What is expected:
Write the data below out exactly as it stands. Do not include the pictures.

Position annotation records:
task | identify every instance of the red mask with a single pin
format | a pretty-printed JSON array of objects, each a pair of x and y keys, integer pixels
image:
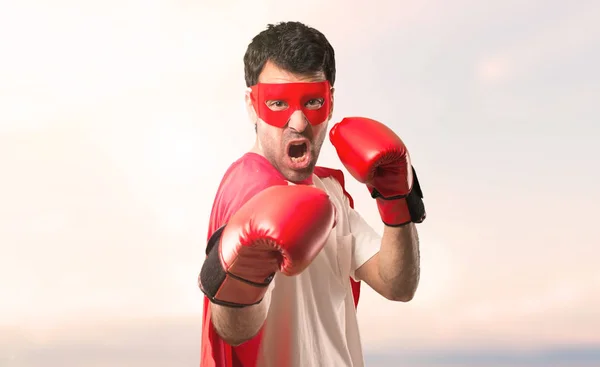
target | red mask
[{"x": 296, "y": 96}]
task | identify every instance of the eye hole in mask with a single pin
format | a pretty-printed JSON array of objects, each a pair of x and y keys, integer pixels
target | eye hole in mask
[{"x": 276, "y": 102}]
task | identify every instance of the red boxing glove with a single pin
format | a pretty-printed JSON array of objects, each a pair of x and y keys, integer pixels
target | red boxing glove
[
  {"x": 282, "y": 228},
  {"x": 376, "y": 156}
]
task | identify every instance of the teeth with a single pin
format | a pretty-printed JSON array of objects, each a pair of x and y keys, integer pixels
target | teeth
[{"x": 298, "y": 159}]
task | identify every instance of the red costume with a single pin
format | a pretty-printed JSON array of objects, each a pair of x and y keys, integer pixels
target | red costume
[{"x": 245, "y": 178}]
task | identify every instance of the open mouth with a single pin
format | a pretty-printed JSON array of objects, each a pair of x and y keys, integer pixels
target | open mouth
[
  {"x": 299, "y": 154},
  {"x": 297, "y": 151}
]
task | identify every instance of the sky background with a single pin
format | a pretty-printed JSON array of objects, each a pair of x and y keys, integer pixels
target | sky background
[{"x": 119, "y": 118}]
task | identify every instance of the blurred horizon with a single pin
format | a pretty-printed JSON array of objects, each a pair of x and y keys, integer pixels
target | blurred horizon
[{"x": 162, "y": 341}]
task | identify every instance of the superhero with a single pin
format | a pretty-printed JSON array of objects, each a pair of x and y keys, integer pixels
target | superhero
[{"x": 286, "y": 251}]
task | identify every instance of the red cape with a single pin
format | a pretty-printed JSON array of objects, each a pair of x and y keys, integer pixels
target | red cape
[{"x": 244, "y": 179}]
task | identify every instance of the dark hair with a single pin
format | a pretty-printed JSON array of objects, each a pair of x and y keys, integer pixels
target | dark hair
[{"x": 292, "y": 46}]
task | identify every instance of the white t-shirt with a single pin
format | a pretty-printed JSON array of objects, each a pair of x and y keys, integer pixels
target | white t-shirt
[{"x": 312, "y": 319}]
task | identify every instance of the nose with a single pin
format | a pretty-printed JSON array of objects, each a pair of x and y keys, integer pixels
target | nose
[{"x": 298, "y": 121}]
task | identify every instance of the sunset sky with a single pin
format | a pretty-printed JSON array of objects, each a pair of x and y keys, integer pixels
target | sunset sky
[{"x": 118, "y": 119}]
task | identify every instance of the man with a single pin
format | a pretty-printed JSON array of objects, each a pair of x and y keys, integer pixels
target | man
[{"x": 286, "y": 250}]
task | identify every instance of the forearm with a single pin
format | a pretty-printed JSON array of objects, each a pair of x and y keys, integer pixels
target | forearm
[
  {"x": 399, "y": 261},
  {"x": 238, "y": 325}
]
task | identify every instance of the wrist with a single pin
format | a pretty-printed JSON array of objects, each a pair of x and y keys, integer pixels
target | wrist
[{"x": 394, "y": 213}]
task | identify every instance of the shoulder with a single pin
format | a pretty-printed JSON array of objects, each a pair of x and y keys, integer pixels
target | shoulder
[
  {"x": 333, "y": 180},
  {"x": 244, "y": 178}
]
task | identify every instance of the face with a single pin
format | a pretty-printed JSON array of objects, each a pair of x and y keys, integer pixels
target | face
[{"x": 291, "y": 113}]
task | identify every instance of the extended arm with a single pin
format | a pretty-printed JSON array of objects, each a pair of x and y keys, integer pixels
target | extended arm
[
  {"x": 238, "y": 325},
  {"x": 376, "y": 156},
  {"x": 394, "y": 271},
  {"x": 256, "y": 243}
]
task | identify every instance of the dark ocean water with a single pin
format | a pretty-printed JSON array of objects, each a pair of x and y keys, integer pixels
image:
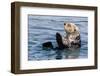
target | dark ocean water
[{"x": 43, "y": 28}]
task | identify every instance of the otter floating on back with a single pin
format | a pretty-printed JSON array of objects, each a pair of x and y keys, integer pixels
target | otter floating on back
[{"x": 71, "y": 39}]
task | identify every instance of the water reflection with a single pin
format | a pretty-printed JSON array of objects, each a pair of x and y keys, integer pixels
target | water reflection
[{"x": 67, "y": 54}]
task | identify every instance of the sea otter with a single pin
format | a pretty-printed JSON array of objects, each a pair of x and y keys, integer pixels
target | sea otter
[{"x": 71, "y": 39}]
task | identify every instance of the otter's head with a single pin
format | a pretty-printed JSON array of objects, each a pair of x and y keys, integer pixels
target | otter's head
[{"x": 70, "y": 27}]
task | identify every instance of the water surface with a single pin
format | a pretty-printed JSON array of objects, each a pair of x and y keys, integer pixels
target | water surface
[{"x": 43, "y": 28}]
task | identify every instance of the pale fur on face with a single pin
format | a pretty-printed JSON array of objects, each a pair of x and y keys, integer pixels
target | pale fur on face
[{"x": 70, "y": 27}]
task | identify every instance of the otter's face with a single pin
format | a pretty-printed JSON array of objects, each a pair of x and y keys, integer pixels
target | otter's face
[{"x": 69, "y": 27}]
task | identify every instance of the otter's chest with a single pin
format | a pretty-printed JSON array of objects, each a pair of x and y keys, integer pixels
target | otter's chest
[{"x": 72, "y": 40}]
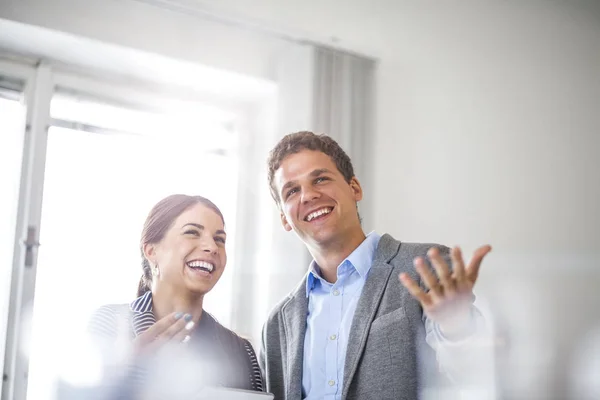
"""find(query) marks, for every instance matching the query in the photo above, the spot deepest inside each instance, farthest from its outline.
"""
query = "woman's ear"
(149, 252)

The response:
task | identify every instance of the red mask with a single pin
format | a pretty-printed JSON array of objects, each a pair of x and y keys, integer pixels
image:
target | red mask
[{"x": 296, "y": 96}]
task | identify every instance of the eye hole in mask with a single pin
format | a pretty-printed JSON array of objects, each a pair of x and y keys, integer pixels
target | eye hole in mask
[{"x": 276, "y": 102}]
task | identify every instance of the red boxing glove with a single pin
format | a pretty-printed JSON array of objects, each a pair of x and y keys, integer pixels
target | red boxing glove
[
  {"x": 282, "y": 228},
  {"x": 376, "y": 156}
]
task | identify every instance of the teeth with a single pin
format | a pretty-printed JSON array of objects, each a pair of x and y keys, integer pixels
target | teeth
[{"x": 298, "y": 159}]
task | identify every instance of the red costume with a single pin
format | a pretty-printed JSON array of objects, each a pair of x and y keys, integer pixels
target | red costume
[{"x": 245, "y": 178}]
task | identify every instance of the open mouth with a single pin
format | a pretty-printed JSON array of objects, each a pair of x and y keys, integer pixels
target | open mouth
[
  {"x": 299, "y": 154},
  {"x": 297, "y": 151}
]
task | identify every instance of the sky background with a single pin
format | a pretty-printed JSON array of objects, each a pair of x and y keys, integer pixels
target | sky background
[{"x": 119, "y": 118}]
task | identify every instance of the blurred horizon with a single pin
format | a pretty-printed JSON array of objects, each a pair of x and y keys, integer pixels
target | blurred horizon
[{"x": 162, "y": 341}]
task | identify every instance of the superhero with a single pin
format | a pretty-printed JSON array of objects, each a pair of x and y keys, integer pixels
target | superhero
[{"x": 286, "y": 251}]
task | identify every instance of the red cape with a single pin
format | a pretty-printed JSON array of objects, each a pair of x and y keys, integer pixels
target | red cape
[{"x": 244, "y": 179}]
task | identify every instance of the dark hair with a single pin
format | a pretty-printed JSON array of objects, each a pair of x and y keys, integer pixels
target | dark hair
[{"x": 292, "y": 46}]
task | identify every instance of the white t-shirt with a single pin
format | a pretty-printed JSON array of objects, each a pair of x and y keys, integer pixels
target | white t-shirt
[{"x": 312, "y": 319}]
task | identify every instance of the nose with a single pin
format | a pretty-printed JSON array of objects, each a pair of x and y keys, integer pixels
target | nose
[{"x": 298, "y": 121}]
task | identify every instance of the sunset sky with a single pin
format | a pretty-printed JSON array of objects, each a pair of x and y keys, integer pixels
target | sunset sky
[{"x": 118, "y": 119}]
task | identify every instance of the man with a single pin
format | a pretty-printed JSON array of objects, each a pair of x and y keys, integer pixels
target | man
[{"x": 286, "y": 250}]
task | identify every instance of the forearm with a single pin
format | a pretty-printed JSON array of objects, each a pair of x and y keys, integer pixels
target | forearm
[
  {"x": 399, "y": 261},
  {"x": 238, "y": 325}
]
task | identify every instance of the wrist with a single pin
format | a pretty-printed JSON array of objects, each a pair of x and y keys, integer pixels
target | wrist
[{"x": 394, "y": 213}]
task | identify every instance of the shoulder with a single pin
format | a pretty-printed JSON array of objects, each a pair of x and y keys, integer pixels
target | shoulder
[
  {"x": 333, "y": 180},
  {"x": 244, "y": 178}
]
task | identify every instance of the face with a single pin
format | a pretty-printed JSON array of objects, each a pair of x and y keys, integer pixels
target | face
[{"x": 291, "y": 113}]
task | identify every instance of the extended arm with a single pin
format | a pretty-printed JSON array of objects, each a pair of x and y keys, integer pixels
target | extended arm
[
  {"x": 238, "y": 325},
  {"x": 376, "y": 156},
  {"x": 394, "y": 271},
  {"x": 256, "y": 243}
]
task | identify every instance of the dark ocean water with a single pin
format | a pretty-printed JSON array of objects, each a pair of x and y keys, integer pixels
image:
target | dark ocean water
[{"x": 43, "y": 28}]
task | identify every instance of the otter floating on back with a single pin
format | a pretty-printed JSON array of objects, each a pair of x and y keys, integer pixels
target | otter floating on back
[{"x": 71, "y": 39}]
task | identify every instance of the water reflection with a single pin
format | a pretty-printed JSON array of objects, each a pair of x and y keys, integer pixels
target | water reflection
[{"x": 67, "y": 54}]
task | identify every instance of the sea otter with a single pin
format | a pretty-printed JSON array of objects, each a pair of x and y keys, integer pixels
target | sea otter
[{"x": 71, "y": 39}]
task | identify every instance of the otter's head with a single pin
format | a pretty-printed JSON array of objects, each a pair of x and y keys, integer pixels
target | otter's head
[{"x": 70, "y": 27}]
task | identify every instance of the water surface with a single pin
format | a pretty-printed JSON array of objects, each a pair of x and y keys, integer pixels
target | water surface
[{"x": 43, "y": 28}]
task | identify every instance of the pale fur on face with a single pin
format | a pretty-printed JSON array of objects, each a pair of x and y keys, integer pixels
target | pale fur on face
[{"x": 70, "y": 27}]
task | identify every instance of the otter's face with a single pin
format | a pretty-printed JSON array of objects, each a pair of x and y keys, integer pixels
target | otter's face
[{"x": 69, "y": 27}]
task | identify every instance of the otter's chest with a single pin
format | a pretty-printed JSON array of objects, each a pair of x and y keys, integer pixels
target | otter's chest
[{"x": 72, "y": 40}]
"""find(query) marks, for every instance matching the query in the photo above, the spot deepest inside each instance, farthest from its outline.
"""
query = "woman's ear"
(149, 252)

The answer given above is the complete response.